Every line from the one with "Where can the black handbag" through the end of the records below should be restated word for word, and nothing outside that span.

Provided records -
------------------------------------

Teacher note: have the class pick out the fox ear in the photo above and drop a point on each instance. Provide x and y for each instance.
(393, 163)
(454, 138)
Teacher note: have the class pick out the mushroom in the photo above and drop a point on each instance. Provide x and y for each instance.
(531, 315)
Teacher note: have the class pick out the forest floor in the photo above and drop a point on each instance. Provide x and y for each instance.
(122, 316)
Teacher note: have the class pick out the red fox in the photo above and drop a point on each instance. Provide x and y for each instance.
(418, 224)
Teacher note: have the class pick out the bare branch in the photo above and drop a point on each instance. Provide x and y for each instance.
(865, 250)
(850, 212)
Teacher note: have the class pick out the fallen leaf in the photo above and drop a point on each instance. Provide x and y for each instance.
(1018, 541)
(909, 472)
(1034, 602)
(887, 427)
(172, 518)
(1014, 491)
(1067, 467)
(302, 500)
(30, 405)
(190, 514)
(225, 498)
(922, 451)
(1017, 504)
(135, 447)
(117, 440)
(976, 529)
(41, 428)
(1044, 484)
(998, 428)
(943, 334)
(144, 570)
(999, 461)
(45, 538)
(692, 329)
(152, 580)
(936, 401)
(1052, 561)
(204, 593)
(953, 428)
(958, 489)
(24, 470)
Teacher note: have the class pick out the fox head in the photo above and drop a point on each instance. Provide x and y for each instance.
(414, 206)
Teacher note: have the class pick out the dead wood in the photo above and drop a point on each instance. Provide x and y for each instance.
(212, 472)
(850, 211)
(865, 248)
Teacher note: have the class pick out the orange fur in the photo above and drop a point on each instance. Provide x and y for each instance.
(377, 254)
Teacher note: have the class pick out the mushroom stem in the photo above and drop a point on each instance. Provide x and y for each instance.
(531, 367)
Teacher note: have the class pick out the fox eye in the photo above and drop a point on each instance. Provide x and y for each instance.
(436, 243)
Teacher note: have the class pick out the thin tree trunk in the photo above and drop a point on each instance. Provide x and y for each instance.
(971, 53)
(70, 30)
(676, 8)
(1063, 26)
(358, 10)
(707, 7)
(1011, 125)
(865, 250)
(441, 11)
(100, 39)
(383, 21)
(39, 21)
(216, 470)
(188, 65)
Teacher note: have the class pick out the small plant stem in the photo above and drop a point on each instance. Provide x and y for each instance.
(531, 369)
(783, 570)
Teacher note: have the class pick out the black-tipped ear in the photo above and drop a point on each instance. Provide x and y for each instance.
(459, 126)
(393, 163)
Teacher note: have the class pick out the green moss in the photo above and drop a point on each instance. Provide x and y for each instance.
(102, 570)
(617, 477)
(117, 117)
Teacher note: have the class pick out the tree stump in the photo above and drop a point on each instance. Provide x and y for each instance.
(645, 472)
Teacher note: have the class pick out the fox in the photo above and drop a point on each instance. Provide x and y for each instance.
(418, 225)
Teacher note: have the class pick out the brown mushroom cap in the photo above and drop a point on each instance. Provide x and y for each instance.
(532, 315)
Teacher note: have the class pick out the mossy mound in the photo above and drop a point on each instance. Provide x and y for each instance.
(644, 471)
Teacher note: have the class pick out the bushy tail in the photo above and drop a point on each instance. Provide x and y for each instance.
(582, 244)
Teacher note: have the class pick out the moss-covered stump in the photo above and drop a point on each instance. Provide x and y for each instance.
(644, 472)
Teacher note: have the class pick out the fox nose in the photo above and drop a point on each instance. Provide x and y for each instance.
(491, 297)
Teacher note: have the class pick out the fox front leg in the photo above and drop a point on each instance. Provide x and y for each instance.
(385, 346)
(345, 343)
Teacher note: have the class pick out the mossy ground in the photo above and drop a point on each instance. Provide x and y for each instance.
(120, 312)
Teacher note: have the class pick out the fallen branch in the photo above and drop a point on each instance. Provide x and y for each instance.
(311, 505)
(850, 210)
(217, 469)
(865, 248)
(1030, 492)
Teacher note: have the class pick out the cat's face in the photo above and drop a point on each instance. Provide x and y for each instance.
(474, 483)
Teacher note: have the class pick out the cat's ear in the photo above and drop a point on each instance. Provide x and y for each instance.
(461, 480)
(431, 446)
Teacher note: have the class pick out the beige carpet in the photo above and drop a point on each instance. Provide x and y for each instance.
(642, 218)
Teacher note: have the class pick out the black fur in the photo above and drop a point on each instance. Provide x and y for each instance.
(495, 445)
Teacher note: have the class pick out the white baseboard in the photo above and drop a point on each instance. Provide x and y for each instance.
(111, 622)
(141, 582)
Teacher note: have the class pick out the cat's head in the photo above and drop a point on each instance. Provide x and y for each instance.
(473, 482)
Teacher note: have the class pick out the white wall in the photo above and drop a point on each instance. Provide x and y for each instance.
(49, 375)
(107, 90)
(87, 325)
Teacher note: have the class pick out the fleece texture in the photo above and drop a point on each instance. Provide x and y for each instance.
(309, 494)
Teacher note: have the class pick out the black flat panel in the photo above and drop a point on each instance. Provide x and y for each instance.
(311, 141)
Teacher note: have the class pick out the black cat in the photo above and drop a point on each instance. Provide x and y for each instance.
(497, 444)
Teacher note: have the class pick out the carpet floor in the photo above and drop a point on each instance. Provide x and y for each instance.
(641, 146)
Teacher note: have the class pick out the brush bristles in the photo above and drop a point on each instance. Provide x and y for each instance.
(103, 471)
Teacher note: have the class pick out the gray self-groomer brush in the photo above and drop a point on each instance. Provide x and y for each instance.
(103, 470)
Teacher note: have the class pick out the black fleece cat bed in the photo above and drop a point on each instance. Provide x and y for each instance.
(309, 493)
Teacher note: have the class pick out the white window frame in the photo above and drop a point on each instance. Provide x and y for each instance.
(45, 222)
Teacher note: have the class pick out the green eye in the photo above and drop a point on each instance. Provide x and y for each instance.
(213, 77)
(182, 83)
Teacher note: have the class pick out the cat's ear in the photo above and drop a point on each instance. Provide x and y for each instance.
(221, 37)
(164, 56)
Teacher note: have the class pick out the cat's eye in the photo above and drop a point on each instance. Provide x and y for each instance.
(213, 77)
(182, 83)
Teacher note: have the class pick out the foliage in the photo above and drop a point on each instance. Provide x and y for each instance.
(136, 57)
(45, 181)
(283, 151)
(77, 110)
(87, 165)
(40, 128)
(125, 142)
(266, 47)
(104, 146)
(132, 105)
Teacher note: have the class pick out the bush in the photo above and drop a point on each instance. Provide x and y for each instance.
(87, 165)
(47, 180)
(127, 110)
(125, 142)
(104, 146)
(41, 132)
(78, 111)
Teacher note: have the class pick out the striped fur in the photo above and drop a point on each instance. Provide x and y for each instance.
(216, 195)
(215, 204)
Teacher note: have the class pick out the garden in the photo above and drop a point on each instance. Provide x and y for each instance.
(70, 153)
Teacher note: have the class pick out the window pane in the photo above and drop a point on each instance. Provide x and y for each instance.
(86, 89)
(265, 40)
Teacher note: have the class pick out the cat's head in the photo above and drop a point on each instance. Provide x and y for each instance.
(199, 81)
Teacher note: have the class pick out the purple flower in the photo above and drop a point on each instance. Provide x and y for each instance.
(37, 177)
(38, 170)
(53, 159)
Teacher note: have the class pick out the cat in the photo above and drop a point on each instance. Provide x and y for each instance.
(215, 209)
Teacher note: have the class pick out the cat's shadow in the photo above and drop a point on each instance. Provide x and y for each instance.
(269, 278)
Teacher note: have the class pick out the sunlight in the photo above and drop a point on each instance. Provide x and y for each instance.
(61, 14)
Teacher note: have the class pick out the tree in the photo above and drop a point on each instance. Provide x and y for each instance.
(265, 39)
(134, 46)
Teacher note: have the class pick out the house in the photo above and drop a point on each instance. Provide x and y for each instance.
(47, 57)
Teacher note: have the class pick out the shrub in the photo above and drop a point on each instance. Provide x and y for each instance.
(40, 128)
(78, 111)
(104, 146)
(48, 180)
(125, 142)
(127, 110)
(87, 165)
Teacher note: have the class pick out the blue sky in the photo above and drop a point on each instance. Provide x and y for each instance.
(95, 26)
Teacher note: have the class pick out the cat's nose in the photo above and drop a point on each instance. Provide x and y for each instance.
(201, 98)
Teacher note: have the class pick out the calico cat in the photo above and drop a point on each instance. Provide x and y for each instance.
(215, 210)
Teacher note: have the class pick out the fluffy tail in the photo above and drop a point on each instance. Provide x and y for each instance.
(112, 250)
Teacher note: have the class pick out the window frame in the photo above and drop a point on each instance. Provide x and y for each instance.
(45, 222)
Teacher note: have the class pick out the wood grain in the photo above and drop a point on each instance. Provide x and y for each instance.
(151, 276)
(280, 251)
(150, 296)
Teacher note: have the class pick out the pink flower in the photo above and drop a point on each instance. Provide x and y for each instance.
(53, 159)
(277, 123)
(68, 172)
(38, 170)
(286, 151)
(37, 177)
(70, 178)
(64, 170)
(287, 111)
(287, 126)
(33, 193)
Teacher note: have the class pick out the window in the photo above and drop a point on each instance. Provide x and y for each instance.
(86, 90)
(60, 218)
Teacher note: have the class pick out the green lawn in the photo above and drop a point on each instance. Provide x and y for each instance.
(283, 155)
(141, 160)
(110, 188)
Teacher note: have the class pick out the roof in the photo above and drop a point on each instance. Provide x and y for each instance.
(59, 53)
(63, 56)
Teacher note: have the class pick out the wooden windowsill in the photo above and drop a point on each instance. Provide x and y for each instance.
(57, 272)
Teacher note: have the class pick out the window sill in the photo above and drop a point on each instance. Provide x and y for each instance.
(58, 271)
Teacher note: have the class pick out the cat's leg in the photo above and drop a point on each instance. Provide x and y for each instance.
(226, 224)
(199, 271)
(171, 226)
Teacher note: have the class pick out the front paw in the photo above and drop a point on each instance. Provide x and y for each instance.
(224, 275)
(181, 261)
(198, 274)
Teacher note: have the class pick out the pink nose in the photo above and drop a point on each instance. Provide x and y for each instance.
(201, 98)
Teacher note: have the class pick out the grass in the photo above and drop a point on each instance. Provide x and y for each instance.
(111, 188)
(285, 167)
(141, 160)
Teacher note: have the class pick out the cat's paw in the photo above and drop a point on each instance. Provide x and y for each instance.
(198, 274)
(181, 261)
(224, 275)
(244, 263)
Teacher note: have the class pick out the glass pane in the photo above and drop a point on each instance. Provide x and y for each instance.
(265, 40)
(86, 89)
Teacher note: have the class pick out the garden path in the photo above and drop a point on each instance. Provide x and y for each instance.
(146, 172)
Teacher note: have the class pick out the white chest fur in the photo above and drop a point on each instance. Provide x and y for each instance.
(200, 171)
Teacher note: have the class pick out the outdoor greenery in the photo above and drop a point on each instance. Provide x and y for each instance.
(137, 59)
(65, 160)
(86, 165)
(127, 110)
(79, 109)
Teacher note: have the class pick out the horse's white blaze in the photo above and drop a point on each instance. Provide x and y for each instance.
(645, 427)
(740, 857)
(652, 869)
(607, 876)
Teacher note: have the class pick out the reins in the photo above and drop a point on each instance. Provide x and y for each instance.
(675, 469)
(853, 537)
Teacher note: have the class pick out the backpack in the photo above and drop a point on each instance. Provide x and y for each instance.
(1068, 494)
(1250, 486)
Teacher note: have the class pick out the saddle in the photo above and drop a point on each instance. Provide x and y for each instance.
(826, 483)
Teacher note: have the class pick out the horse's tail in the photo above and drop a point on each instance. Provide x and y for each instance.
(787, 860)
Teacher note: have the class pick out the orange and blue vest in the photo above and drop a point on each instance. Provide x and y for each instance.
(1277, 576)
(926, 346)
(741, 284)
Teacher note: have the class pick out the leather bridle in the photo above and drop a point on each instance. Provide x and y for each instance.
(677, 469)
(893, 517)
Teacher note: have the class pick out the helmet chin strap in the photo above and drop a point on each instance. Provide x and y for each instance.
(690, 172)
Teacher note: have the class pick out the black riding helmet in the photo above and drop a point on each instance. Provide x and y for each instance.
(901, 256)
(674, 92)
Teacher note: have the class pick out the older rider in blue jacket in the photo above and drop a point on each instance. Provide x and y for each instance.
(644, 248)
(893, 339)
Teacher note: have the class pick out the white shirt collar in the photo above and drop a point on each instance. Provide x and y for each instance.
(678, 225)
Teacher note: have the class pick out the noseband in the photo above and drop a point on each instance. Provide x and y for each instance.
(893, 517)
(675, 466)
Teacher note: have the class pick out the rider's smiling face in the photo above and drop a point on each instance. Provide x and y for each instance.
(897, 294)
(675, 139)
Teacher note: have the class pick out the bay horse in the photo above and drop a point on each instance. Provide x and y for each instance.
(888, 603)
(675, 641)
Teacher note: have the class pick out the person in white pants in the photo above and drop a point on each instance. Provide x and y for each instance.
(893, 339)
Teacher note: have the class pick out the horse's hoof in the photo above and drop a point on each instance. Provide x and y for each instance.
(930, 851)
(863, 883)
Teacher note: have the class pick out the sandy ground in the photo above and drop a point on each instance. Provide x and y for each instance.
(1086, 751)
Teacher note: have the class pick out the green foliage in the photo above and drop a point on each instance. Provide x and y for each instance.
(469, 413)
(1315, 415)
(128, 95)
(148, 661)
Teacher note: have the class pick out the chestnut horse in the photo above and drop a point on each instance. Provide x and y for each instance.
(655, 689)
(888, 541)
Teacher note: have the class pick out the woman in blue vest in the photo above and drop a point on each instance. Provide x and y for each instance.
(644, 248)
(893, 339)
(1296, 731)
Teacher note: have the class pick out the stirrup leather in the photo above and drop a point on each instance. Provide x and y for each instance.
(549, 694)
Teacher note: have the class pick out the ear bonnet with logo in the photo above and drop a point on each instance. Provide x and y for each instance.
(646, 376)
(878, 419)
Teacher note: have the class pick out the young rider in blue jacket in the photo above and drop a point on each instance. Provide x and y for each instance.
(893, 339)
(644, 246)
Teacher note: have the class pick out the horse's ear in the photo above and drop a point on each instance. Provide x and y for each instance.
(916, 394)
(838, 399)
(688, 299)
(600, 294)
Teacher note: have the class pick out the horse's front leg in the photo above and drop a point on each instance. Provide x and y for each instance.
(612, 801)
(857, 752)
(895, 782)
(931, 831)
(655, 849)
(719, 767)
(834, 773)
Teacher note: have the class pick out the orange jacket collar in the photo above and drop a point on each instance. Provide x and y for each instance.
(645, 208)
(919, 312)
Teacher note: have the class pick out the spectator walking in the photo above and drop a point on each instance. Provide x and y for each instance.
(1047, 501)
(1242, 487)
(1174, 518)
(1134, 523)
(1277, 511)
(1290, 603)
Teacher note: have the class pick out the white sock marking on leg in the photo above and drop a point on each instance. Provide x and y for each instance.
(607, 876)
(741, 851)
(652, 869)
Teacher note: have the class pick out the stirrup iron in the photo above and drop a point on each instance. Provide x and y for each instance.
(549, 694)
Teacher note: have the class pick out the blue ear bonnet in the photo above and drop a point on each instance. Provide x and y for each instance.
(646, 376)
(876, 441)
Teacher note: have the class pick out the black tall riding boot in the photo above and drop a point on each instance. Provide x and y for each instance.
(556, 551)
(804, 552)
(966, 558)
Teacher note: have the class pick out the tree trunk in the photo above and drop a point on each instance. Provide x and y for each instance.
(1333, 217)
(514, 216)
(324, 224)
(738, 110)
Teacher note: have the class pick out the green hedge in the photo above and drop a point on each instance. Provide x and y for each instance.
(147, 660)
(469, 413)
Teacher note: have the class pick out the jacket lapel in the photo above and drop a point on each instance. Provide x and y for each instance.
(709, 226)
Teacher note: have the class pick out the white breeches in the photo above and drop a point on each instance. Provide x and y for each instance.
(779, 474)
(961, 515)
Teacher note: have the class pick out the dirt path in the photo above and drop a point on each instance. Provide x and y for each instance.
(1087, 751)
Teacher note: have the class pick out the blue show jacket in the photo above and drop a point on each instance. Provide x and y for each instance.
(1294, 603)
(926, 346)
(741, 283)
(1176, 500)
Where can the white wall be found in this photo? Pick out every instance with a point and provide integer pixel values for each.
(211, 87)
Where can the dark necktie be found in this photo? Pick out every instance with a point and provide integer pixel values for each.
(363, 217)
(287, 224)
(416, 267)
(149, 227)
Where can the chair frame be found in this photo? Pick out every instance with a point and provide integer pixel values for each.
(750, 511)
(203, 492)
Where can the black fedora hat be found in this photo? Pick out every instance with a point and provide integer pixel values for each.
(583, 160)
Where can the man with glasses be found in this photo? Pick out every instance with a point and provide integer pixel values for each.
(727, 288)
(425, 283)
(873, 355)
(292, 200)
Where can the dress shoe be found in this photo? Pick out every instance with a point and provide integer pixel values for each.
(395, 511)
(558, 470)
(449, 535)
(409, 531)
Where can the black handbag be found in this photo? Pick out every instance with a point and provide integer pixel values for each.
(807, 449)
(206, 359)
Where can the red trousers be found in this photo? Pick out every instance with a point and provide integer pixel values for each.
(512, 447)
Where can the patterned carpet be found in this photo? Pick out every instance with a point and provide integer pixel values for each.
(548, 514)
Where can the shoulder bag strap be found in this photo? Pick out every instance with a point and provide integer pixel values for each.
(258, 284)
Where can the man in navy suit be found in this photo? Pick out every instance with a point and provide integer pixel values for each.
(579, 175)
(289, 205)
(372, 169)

------------------------------------

Solution for this task -
Where can the black handbag be found in this photo? Pick out every instance with a point and provide integer pixel values for each.
(807, 449)
(206, 359)
Where can the red trousers be found in this photo? Pick out every instance with a point and provide integer pixel values for each.
(512, 447)
Where can the patterned carpet be found in this photo? Pick out every instance with a point and provide integer pixel values for each.
(548, 514)
Where can the shoulder bag strap be found in this photo? Pick out every instance with a point and provide integer pixel values for each.
(258, 284)
Where can the man in navy suit be found in this photo? Pick out every instance with a point and provide integer pixel values for each.
(579, 175)
(289, 205)
(372, 169)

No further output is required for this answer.